Task instructions |
Count the lines in the data below that contain the string "leather", matching letter case exactly, and report only the resulting number.

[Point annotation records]
....

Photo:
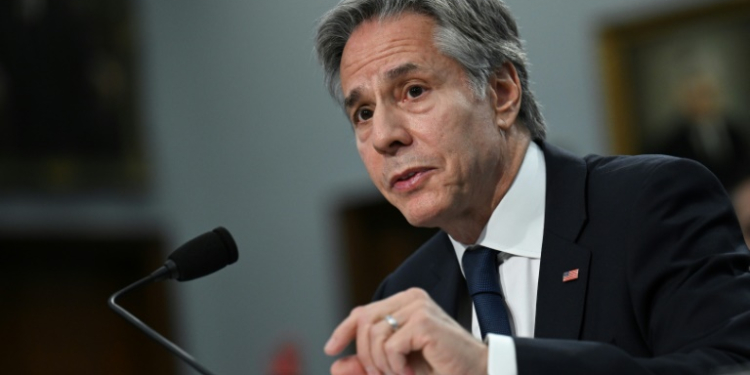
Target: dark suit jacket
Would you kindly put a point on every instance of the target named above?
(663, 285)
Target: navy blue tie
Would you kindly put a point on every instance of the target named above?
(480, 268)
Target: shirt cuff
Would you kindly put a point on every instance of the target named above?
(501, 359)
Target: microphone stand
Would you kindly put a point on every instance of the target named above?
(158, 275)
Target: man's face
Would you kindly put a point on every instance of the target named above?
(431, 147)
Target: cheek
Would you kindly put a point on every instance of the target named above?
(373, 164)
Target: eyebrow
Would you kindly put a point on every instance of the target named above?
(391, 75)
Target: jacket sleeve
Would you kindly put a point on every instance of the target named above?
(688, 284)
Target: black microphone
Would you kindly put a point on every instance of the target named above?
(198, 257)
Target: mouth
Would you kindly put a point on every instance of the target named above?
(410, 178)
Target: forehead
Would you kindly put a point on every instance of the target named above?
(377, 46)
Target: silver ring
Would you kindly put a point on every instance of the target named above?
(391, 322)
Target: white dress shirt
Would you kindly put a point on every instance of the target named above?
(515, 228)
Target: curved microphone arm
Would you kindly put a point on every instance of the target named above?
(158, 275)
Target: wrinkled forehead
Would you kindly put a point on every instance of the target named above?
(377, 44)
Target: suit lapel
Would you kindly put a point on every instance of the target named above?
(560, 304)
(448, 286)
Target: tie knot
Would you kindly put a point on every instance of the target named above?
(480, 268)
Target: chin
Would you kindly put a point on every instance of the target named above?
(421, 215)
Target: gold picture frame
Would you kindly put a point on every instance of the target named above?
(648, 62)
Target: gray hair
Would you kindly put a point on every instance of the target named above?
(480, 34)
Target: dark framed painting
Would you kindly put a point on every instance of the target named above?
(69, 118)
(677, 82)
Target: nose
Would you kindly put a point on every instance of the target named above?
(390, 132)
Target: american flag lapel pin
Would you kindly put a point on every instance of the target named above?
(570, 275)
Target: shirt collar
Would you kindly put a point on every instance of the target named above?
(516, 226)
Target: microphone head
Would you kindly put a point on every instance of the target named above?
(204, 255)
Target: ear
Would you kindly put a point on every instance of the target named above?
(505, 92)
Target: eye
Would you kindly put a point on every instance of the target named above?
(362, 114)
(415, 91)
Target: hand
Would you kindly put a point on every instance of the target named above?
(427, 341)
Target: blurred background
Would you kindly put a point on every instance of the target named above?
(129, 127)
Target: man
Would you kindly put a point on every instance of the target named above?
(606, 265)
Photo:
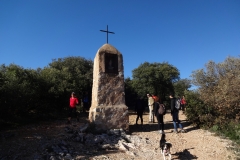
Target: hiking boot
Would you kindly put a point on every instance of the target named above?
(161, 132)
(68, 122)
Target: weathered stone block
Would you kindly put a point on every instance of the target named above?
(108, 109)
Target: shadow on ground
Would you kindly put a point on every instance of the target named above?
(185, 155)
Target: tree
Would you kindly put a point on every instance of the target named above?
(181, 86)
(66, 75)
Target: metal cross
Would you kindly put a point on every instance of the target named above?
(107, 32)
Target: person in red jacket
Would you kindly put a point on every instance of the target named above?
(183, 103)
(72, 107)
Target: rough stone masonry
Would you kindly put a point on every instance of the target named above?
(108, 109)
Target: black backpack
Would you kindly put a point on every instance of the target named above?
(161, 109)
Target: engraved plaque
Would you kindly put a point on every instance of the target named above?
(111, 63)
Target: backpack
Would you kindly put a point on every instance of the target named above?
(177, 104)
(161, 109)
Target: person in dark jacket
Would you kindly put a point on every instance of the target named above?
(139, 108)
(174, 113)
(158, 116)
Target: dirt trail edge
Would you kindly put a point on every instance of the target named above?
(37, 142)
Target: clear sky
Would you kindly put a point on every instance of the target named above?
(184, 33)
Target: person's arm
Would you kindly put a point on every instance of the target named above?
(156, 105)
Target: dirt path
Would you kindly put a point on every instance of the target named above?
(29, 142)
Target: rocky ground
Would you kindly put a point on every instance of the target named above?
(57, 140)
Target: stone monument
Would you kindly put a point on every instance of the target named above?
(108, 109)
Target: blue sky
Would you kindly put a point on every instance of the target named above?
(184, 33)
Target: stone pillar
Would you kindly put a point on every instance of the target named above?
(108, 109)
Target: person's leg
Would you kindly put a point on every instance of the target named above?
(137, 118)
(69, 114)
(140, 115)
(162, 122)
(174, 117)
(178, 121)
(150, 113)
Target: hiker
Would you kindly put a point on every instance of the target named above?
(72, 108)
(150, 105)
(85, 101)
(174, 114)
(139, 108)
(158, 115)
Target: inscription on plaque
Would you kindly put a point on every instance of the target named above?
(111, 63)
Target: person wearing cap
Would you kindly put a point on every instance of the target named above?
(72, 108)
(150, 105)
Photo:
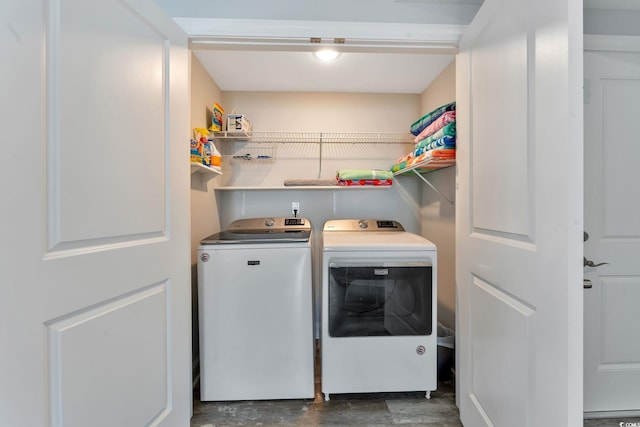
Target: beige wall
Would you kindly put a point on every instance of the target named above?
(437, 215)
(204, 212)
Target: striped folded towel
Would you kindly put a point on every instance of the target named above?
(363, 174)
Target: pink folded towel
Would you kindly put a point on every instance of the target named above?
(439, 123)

....

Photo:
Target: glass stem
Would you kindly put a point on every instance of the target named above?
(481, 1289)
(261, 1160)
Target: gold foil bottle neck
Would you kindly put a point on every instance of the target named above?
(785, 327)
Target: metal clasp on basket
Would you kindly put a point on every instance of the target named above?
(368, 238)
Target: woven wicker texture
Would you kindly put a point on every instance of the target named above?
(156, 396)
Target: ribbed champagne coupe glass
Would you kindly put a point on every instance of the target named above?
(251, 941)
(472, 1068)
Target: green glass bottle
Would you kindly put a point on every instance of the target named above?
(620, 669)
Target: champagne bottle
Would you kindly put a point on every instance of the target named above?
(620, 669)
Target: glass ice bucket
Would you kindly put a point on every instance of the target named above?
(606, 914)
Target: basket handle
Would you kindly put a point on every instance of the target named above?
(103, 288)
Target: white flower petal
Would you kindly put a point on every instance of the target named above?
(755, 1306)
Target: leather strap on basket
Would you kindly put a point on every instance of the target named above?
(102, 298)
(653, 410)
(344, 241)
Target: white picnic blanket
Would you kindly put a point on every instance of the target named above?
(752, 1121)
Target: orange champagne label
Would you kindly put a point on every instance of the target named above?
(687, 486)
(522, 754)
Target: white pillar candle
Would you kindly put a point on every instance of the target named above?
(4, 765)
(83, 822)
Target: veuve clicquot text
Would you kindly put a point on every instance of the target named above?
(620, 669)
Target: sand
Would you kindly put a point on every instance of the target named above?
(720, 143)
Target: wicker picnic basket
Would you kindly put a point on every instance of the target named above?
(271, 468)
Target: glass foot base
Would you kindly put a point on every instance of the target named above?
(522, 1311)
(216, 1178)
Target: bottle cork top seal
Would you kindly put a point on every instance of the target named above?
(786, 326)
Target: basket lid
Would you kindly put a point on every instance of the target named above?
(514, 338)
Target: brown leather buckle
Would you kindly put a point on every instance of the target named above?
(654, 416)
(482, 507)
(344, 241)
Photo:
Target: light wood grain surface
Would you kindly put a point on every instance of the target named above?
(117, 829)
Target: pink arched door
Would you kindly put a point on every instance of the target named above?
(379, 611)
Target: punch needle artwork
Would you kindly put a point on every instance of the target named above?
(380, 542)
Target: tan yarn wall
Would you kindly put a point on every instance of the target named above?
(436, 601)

....

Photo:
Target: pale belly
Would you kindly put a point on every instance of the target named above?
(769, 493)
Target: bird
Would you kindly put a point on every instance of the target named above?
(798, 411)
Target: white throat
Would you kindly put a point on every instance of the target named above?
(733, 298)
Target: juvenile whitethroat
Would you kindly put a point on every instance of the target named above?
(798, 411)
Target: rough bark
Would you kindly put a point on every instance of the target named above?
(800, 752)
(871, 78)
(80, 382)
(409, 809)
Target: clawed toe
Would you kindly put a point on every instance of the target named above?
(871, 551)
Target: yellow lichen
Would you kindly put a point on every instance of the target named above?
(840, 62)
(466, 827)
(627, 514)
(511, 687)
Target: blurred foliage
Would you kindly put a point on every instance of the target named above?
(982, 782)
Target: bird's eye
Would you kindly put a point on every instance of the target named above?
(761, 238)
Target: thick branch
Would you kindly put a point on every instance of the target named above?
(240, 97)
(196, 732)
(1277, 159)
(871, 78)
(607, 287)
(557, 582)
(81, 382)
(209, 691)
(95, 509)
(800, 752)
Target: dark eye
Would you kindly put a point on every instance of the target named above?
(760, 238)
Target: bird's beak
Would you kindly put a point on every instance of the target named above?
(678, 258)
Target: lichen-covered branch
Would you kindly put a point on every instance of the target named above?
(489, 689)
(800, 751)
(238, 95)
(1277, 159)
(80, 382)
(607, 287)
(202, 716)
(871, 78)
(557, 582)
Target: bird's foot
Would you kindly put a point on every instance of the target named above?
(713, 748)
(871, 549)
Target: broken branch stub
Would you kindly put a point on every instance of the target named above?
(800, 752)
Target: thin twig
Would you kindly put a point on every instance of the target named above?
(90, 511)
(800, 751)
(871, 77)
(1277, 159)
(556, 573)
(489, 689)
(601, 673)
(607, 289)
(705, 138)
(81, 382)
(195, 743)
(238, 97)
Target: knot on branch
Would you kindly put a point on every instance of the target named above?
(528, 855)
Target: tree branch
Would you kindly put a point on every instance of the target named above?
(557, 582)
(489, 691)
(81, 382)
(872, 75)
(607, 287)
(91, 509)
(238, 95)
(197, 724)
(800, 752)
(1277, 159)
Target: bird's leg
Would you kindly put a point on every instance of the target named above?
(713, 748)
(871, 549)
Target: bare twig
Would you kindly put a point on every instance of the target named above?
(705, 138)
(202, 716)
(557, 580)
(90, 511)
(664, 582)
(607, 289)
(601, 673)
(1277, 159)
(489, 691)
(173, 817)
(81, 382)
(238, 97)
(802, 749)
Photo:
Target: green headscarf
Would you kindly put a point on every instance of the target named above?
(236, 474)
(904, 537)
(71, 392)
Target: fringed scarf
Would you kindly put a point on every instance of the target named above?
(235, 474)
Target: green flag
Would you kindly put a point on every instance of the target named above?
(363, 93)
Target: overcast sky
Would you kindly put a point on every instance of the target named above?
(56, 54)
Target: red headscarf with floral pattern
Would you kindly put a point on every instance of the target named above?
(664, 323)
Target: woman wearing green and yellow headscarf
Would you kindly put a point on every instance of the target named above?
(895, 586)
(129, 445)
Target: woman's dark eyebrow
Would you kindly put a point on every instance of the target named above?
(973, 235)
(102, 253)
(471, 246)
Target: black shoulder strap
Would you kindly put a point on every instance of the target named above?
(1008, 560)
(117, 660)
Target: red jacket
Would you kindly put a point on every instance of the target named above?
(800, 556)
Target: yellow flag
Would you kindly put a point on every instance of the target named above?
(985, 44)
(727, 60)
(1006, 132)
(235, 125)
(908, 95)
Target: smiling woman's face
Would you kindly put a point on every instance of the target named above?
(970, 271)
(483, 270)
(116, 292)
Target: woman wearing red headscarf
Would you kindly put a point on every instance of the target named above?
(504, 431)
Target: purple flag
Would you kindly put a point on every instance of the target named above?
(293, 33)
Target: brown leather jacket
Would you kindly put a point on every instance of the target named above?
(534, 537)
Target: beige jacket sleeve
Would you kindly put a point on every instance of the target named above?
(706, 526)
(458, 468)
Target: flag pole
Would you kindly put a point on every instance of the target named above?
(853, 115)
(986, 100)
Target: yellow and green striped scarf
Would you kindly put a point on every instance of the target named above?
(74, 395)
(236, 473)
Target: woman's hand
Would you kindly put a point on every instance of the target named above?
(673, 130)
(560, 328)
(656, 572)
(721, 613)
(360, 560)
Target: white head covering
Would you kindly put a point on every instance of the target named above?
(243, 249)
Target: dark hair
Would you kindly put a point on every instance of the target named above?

....

Reply |
3